WHAT YOU HAVE TO DO - Quote the lines below word for word, starting at the first line and ending with the line that contains "x=274, y=197".

MATERIAL -

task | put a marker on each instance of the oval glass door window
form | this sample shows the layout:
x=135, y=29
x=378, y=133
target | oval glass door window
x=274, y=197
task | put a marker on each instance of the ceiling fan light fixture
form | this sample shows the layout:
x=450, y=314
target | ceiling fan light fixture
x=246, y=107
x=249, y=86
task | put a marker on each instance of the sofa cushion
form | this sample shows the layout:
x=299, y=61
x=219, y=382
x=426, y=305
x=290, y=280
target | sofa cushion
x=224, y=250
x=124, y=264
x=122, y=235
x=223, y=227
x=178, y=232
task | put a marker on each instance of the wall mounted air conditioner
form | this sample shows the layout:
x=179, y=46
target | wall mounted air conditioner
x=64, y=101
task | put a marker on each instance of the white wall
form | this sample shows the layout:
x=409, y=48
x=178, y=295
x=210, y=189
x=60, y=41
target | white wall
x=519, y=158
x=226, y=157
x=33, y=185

ANSWER TO THE PROBLEM -
task | put a marker on each instance of the oval glass door window
form | this sample shows the layout:
x=135, y=29
x=378, y=133
target | oval glass door window
x=274, y=197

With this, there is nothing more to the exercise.